■ **Instructions for the task**:
Output the listing below verbatim, without images.

Given information below:

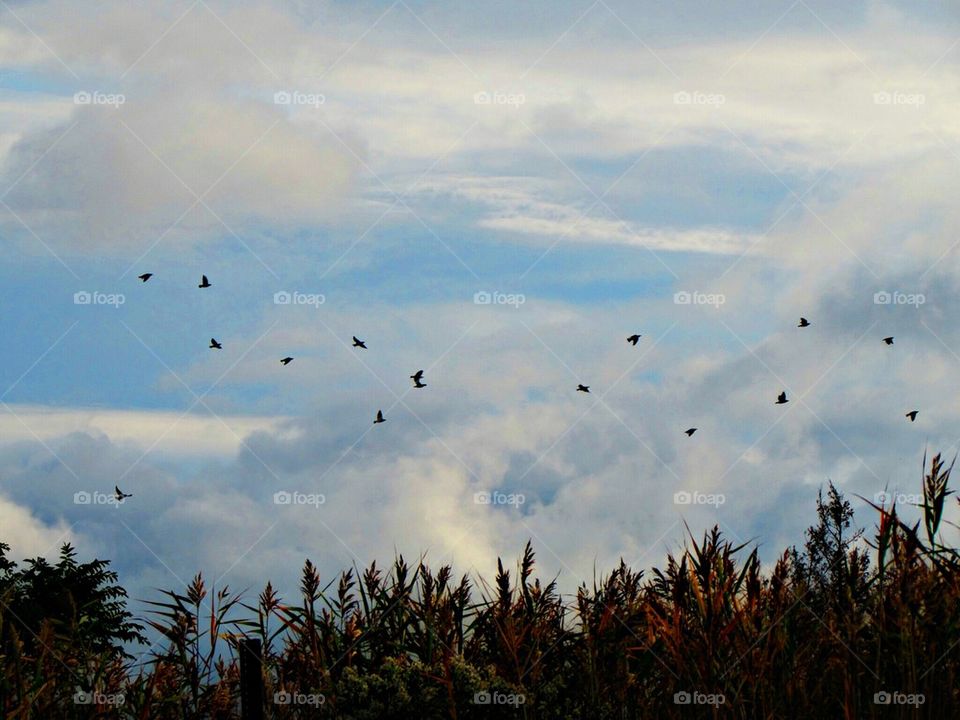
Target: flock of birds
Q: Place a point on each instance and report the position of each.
(417, 377)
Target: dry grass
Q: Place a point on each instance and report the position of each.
(815, 636)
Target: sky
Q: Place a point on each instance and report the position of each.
(498, 195)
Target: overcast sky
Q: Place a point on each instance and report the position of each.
(702, 174)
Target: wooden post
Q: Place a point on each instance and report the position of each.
(251, 680)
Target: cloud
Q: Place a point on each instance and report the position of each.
(29, 537)
(182, 434)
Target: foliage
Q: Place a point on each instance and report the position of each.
(823, 633)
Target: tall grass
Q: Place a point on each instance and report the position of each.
(823, 633)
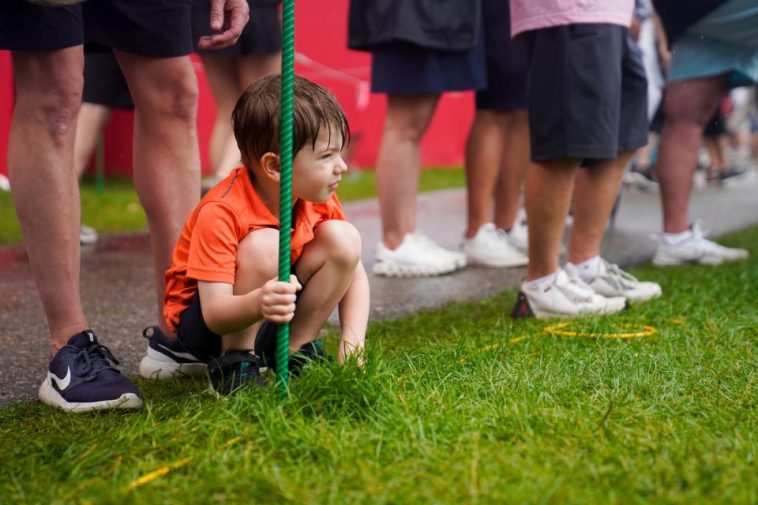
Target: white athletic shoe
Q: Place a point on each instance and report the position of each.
(415, 257)
(695, 249)
(490, 247)
(564, 297)
(612, 281)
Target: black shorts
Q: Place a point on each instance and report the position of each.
(507, 61)
(104, 84)
(28, 27)
(261, 35)
(200, 341)
(143, 27)
(587, 92)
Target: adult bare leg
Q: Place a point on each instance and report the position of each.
(45, 189)
(513, 168)
(595, 192)
(222, 77)
(689, 106)
(548, 189)
(484, 157)
(399, 162)
(90, 124)
(166, 155)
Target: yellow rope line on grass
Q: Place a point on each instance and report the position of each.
(559, 331)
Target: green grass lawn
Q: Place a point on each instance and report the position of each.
(457, 405)
(118, 209)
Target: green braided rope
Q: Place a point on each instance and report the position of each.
(285, 190)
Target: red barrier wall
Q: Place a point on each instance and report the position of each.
(322, 57)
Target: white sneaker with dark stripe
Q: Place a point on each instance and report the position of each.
(167, 358)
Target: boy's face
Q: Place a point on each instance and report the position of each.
(317, 169)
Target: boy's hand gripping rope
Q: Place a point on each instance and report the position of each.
(285, 189)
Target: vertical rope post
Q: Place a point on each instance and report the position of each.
(285, 189)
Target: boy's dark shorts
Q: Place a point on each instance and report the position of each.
(142, 27)
(587, 92)
(203, 343)
(507, 61)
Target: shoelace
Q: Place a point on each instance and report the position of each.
(618, 277)
(575, 289)
(95, 358)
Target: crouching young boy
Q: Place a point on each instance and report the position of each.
(222, 294)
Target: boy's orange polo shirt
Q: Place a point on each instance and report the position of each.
(207, 246)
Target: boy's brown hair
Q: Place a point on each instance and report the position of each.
(255, 119)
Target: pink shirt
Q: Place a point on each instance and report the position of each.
(534, 14)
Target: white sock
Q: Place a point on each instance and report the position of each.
(677, 238)
(588, 269)
(542, 281)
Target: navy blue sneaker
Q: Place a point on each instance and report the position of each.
(235, 370)
(81, 378)
(167, 358)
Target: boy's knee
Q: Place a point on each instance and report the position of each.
(259, 252)
(343, 242)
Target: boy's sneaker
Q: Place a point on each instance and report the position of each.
(81, 378)
(611, 281)
(564, 297)
(265, 347)
(234, 371)
(167, 358)
(490, 247)
(695, 249)
(417, 256)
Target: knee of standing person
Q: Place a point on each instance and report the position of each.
(686, 105)
(176, 98)
(342, 242)
(258, 252)
(58, 105)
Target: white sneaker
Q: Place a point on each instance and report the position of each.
(612, 281)
(564, 297)
(458, 257)
(490, 247)
(87, 235)
(413, 258)
(695, 249)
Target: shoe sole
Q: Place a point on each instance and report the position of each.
(159, 367)
(496, 264)
(385, 270)
(48, 395)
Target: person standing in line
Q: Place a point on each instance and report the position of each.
(152, 50)
(587, 97)
(419, 50)
(257, 53)
(497, 150)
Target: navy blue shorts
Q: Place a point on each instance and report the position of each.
(507, 61)
(587, 92)
(104, 83)
(402, 68)
(142, 27)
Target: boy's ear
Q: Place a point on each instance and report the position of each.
(270, 165)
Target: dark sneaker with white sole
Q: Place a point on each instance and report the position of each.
(167, 358)
(265, 347)
(235, 370)
(81, 378)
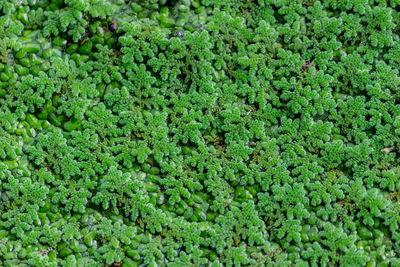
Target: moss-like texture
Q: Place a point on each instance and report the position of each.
(199, 133)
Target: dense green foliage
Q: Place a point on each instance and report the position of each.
(199, 133)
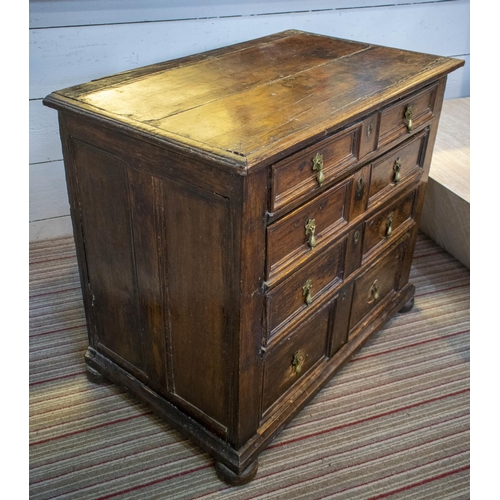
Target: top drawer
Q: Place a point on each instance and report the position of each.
(403, 117)
(308, 170)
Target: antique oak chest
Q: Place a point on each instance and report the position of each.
(244, 220)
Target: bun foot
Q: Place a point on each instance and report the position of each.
(233, 479)
(408, 306)
(94, 376)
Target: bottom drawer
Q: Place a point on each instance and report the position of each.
(376, 285)
(300, 355)
(289, 361)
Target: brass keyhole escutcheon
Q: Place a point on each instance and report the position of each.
(298, 361)
(318, 167)
(311, 232)
(408, 118)
(397, 170)
(306, 292)
(360, 188)
(375, 291)
(388, 224)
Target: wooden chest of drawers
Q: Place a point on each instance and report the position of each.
(245, 219)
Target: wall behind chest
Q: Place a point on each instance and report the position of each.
(74, 41)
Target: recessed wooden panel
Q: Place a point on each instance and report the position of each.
(375, 285)
(288, 299)
(397, 168)
(288, 241)
(393, 122)
(108, 241)
(290, 361)
(387, 223)
(198, 238)
(295, 177)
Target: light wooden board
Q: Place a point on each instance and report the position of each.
(446, 211)
(451, 160)
(446, 219)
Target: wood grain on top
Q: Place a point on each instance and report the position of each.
(250, 102)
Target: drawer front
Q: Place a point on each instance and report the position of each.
(397, 168)
(303, 233)
(305, 288)
(403, 117)
(292, 359)
(386, 224)
(378, 283)
(306, 172)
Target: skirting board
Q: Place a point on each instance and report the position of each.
(56, 227)
(446, 219)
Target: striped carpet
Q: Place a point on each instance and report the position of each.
(394, 423)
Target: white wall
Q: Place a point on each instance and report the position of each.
(74, 41)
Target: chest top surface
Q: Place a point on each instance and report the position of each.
(247, 103)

End of Given information.

■ **Solved exercise**:
Target: flock of birds
Q: Place a point on each instance and report the position of each.
(417, 377)
Target: dry grass
Q: Place a point on each instance and report the position of each.
(815, 636)
Target: sky
Q: Place a point on each instance and report the position of each.
(498, 195)
Target: overcast sky
Q: Place a point on each instance and report the position of each.
(702, 174)
Target: wooden post
Q: Place a point on each instance and report the position of each.
(251, 680)
Target: cloud
Q: Place a point on each instance and report the position of each.
(29, 537)
(182, 434)
Target: foliage
Q: Place a point on each instance and report the position of each.
(823, 633)
Target: tall grass
Q: Place a point on each instance and report the position of each.
(823, 633)
Target: white athletic shoe
Q: Place a point on each instance and report the position of each.
(415, 257)
(695, 249)
(490, 247)
(564, 297)
(612, 281)
Target: black shorts
Q: Place a point on each instance and report the position of each.
(507, 61)
(104, 84)
(28, 27)
(261, 35)
(200, 341)
(143, 27)
(587, 92)
Target: adult bare leg
Q: Place a point on each instance and report the position of each.
(45, 189)
(513, 168)
(595, 192)
(222, 77)
(689, 106)
(548, 189)
(484, 157)
(399, 162)
(90, 124)
(166, 155)
Target: yellow rope line on grass
Q: Place a point on each instance and report the position of each.
(559, 331)
Target: green grass lawn
Q: Place a point on each instance and report the position of each.
(457, 405)
(118, 209)
Target: green braided rope
Q: Place a point on each instance and report the position of each.
(285, 190)
Target: red barrier wall
Q: Place a point on each instance and report the position of each.
(322, 57)
Target: white sneaker with dark stripe
Q: Place a point on each instance and report the position of each.
(167, 358)
Target: boy's face
Q: Place a point on each instance and report the position of each.
(317, 169)
Target: boy's hand gripping rope
Q: Place a point on each instance and report the position of each.
(285, 189)
Target: vertical rope post
Q: Place a point on each instance and report the position of each.
(285, 189)
Target: boy's dark shorts
Q: Place a point on each instance and report the position of each.
(142, 27)
(587, 92)
(203, 343)
(507, 61)
Target: shoelace
Q: Place a point on each instance and report the position of each.
(618, 277)
(575, 289)
(95, 358)
Target: crouching young boy
Q: Place a point on each instance and report the position of each.
(222, 294)
Target: boy's orange polo shirt
Q: Place a point on each instance and report the position of each.
(207, 246)
Target: boy's brown hair
Q: Place a point on each instance and report the position of each.
(255, 119)
Target: pink shirt
Q: Place a point on each instance and report the position of each.
(534, 14)
Target: white sock
Q: Place a point on each instance and report the position of each.
(677, 238)
(588, 269)
(542, 281)
Target: navy blue sneaker
Q: Place a point on each instance and report the position of each.
(235, 370)
(81, 378)
(167, 358)
Target: boy's knee
Q: Place a point on each instance and report the position of each.
(259, 252)
(343, 242)
Target: boy's sneaker
Q: Place a point on each instance and report the position of each.
(81, 378)
(611, 281)
(564, 297)
(265, 347)
(234, 371)
(167, 358)
(490, 247)
(695, 249)
(417, 256)
Target: knee of standing person
Q: Place a point on each instance and report the position of each.
(686, 105)
(176, 98)
(342, 242)
(258, 252)
(58, 105)
Target: white sneaker
Q: Place a point on each instance and report the position of each.
(612, 281)
(564, 297)
(458, 257)
(490, 247)
(87, 235)
(413, 258)
(695, 249)
Target: shoe sole
Q: Place a point on each instance and report the position of each.
(159, 367)
(496, 264)
(385, 270)
(48, 395)
Target: person standing in line
Q: Place a point on each instance and report the position of each.
(152, 50)
(587, 97)
(419, 50)
(257, 53)
(497, 150)
Target: navy blue shorts
Q: Place a point on each instance and report the position of each.
(507, 61)
(587, 92)
(104, 83)
(402, 68)
(142, 27)
Target: boy's ear
Q: Place a point on each instance and report the position of each.
(270, 165)
Target: dark sneaker with white sole
Q: Place a point on each instance and report the position of each.
(167, 358)
(265, 347)
(235, 370)
(81, 378)
Target: moss-like texture
Q: Place a point on each instance and report the position of each.
(199, 133)
Target: dense green foliage
Q: Place a point on each instance and report the position of each.
(199, 133)
Target: top drawer
Q: Place a point on each instance and report the position of each.
(403, 117)
(308, 170)
Target: antique oak chest
Q: Place a point on each instance and report the position of each.
(244, 220)
Target: bun foot
Q: Place a point on each instance and report the position of each.
(233, 479)
(408, 306)
(94, 376)
Target: bottom drawer
Q: Place a point on each instance and report the position of each.
(376, 285)
(300, 355)
(289, 361)
Target: brass keyhole escutcheon
Q: Place a point on each instance and report the position of each.
(298, 361)
(318, 167)
(311, 232)
(408, 118)
(397, 170)
(306, 292)
(360, 188)
(375, 291)
(388, 224)
Target: wooden chest of drawers
Q: Place a point on each instance and report the position of each.
(245, 219)
Target: wall behind chest
Q: Place a point on each instance and report the position of each.
(74, 41)
Target: recessed wooden panel
Q: Place a point on each instance and report the position of each.
(375, 285)
(288, 299)
(397, 168)
(288, 241)
(393, 122)
(108, 241)
(290, 361)
(387, 223)
(198, 238)
(295, 177)
Target: light wooden board
Q: Place a point on each instance and report the position of each.
(446, 211)
(451, 160)
(446, 219)
Target: wood grain on top
Q: Place a point on each instance and report the position of each.
(250, 102)
Target: drawer front
Q: Place a point on each instance and report the position of each.
(397, 168)
(303, 233)
(305, 288)
(403, 117)
(292, 359)
(386, 224)
(378, 283)
(306, 172)
Target: skirting board
Q: Place a point on each instance and report the position of each.
(56, 227)
(446, 219)
Target: striped carpet
Q: Place a point on each instance and report the position of each.
(394, 423)
Target: white wall
Q: Place a point on each instance and report the position of each.
(74, 41)
Target: chest top surface
Q: Place a point on each instance and report the position of each.
(247, 103)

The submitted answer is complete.